§ **Quoted passage**
== == ==

Leaving Google self-driving car to make AI more accessible


For 10 years, I’ve been teaching machines to learn. As an undergraduate at Sharif University and a graduate student at UC Irvine, I toiled to make computers do what once seemed possible only for humans. Sure enough, I soon found myself in the Bay area, working on Google X’s much-anticipated Waymo project. Waymo’s promise — the self-driving car — will be one of the most impactful contributions of our generation. 1.2 million people die in car crashes every year; 94% of them are caused by human error. I’m confident that our work will one day drastically reduce, if not eliminate that number.

As much as I believed in Waymo’s mission and loved working with its incredibly talented slate of engineers, I would eventually hear my calling elsewhere. Through casual conversations with friends in the industry and a little extracurricular reading, I was captivated by the revolution happening in healthcare. Eric Topol, in his book The Creative Destruction of Medicine, characterizes this revolution as “a propitious convergence of a maturing Internet, ever-increasing bandwidth, near-ubiquitous connectivity, and remarkable miniature pocket computers in the form of mobile phones.” In a later book, Topol further explores the democratization of medical data — what he calls healthcare’s ‘Gutenberg Moment’ — and its significance for providers and patients alike. Just as the printing press transferred the power of knowledge from the priest to the everyday parishioner, so has digital technology put an end to medical paternalism and the institutions that perpetuate it.

Fascinated by all this, I left Google to study further. I got my hands on as many books as I could. I took classes in Chemistry and Biology with Khan Academy, etc. I spent hours in Stanford’s library pouring through books on Bioinformatics and Biology. Bouncing from one coffee shop to another, I learned that the driving force behind this revolutionary moment in healthcare certainly doesn’t come from the industry itself. In fact, healthcare is notorious for the snail’s pace at which it adopts innovation. No, the way we do medicine is being turned upside down by data — massive data. That’s why leading health insurer Humana, for example, now sees itself as “more of a data analytics company than anything else.”

== == ==

§ **Given information**
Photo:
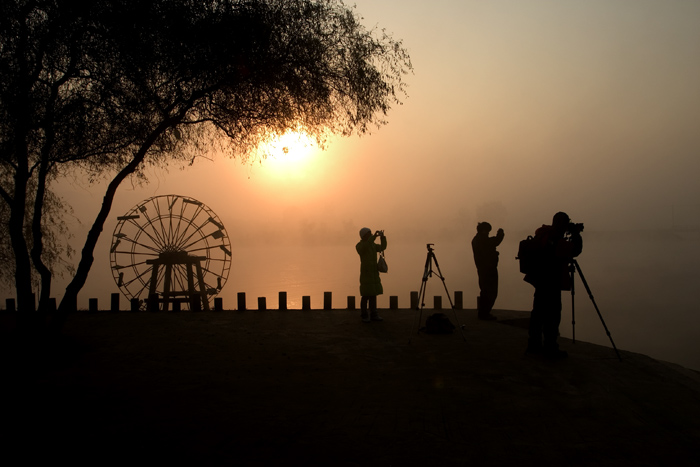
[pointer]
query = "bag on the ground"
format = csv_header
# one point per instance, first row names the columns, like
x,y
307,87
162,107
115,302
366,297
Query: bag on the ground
x,y
438,323
381,264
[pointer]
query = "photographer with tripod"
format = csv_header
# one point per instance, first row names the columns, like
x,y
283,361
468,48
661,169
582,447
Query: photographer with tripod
x,y
558,245
370,283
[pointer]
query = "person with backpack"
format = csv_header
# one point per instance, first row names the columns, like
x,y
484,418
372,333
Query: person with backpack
x,y
486,260
370,283
556,246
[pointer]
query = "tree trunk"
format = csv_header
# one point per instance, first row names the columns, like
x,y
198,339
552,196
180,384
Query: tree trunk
x,y
70,298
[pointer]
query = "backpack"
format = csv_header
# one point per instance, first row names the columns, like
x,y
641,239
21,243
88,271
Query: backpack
x,y
438,323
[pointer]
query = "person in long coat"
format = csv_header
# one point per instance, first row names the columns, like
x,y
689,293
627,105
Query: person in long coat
x,y
486,260
370,283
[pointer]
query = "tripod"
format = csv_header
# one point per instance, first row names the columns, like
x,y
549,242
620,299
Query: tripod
x,y
428,272
573,267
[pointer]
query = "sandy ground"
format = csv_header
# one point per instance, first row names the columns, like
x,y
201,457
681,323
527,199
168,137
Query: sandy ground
x,y
322,388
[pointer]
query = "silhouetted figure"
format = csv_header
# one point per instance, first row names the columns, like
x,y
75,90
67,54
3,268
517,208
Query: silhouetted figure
x,y
370,283
558,244
486,260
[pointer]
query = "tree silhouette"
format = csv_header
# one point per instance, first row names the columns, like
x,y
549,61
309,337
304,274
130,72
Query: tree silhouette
x,y
111,86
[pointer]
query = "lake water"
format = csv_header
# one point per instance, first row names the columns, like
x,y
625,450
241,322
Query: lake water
x,y
644,283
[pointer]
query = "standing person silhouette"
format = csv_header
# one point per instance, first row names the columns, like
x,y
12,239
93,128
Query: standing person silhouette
x,y
370,283
486,260
551,277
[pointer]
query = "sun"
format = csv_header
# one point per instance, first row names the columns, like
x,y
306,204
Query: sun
x,y
291,155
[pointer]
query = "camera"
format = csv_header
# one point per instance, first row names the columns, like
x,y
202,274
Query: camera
x,y
574,228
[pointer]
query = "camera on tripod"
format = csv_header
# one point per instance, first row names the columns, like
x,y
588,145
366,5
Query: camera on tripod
x,y
574,228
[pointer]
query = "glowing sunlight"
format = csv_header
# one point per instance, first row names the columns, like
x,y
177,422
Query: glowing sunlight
x,y
292,155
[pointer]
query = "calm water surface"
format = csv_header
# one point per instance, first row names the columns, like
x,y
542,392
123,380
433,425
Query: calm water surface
x,y
644,283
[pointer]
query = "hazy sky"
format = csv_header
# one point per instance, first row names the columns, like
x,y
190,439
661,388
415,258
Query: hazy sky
x,y
517,109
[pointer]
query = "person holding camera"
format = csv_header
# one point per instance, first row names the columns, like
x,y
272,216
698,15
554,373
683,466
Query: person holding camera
x,y
486,260
370,283
558,244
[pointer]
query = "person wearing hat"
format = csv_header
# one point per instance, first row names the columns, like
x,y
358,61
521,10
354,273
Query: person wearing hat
x,y
552,276
486,260
370,283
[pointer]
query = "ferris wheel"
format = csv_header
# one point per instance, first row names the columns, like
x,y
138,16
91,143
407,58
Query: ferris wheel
x,y
170,249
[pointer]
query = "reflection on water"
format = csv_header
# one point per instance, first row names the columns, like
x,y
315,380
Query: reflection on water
x,y
644,284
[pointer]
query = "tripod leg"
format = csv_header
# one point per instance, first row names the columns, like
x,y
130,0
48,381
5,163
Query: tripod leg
x,y
439,273
427,272
572,270
590,295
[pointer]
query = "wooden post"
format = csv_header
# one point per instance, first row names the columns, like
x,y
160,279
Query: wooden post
x,y
459,300
115,302
152,302
414,301
282,301
393,302
196,301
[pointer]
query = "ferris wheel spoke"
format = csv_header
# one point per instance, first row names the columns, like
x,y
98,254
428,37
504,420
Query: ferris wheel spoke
x,y
182,240
158,242
146,284
141,244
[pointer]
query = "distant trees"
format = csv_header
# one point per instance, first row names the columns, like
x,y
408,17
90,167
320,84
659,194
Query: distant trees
x,y
111,85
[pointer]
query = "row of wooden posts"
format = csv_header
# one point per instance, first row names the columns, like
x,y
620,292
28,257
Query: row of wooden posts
x,y
196,303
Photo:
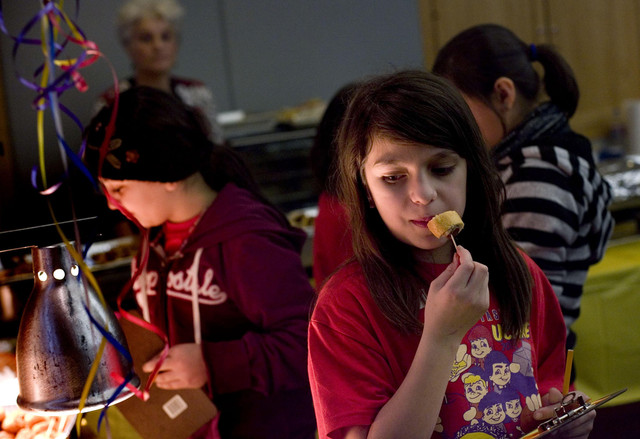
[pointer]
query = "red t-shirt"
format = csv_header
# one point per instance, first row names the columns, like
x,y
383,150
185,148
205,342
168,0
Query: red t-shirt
x,y
358,359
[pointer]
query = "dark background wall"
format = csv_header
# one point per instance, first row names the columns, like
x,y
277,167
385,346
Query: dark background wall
x,y
255,55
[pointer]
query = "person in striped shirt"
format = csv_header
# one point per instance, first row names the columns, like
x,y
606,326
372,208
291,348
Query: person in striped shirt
x,y
557,202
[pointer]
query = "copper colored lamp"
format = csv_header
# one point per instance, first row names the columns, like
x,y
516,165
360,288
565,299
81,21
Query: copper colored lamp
x,y
57,341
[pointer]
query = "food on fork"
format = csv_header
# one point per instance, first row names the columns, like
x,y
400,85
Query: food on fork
x,y
446,224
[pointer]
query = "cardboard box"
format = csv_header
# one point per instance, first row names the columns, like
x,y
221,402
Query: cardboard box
x,y
168,414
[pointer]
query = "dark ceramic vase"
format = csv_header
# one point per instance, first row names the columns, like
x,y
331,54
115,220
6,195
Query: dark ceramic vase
x,y
57,341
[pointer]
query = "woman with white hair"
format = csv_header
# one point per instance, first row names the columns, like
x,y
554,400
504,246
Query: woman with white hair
x,y
149,31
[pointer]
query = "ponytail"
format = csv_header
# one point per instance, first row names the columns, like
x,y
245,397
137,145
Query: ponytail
x,y
559,80
475,58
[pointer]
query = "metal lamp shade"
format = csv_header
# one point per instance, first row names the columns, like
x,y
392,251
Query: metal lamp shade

== == ==

§ **Work instructions**
**a)** Answer these from the post about leaving Google:
(i) What share of car crash deaths does it attribute to human error?
(ii) Which book by Eric Topol does it name?
(iii) Which health insurer does it quote as seeing itself as a data analytics company?
**b)** Please reproduce the stretch of the post about leaving Google from "For 10 years, I’ve" through "eliminate that number.".

§ **Answers for the tasks**
**a)**
(i) 94%
(ii) The Creative Destruction of Medicine
(iii) Humana

**b)**
For 10 years, I’ve been teaching machines to learn. As an undergraduate at Sharif University and a graduate student at UC Irvine, I toiled to make computers do what once seemed possible only for humans. Sure enough, I soon found myself in the Bay area, working on Google X’s much-anticipated Waymo project. Waymo’s promise — the self-driving car — will be one of the most impactful contributions of our generation. 1.2 million people die in car crashes every year; 94% of them are caused by human error. I’m confident that our work will one day drastically reduce, if not eliminate that number.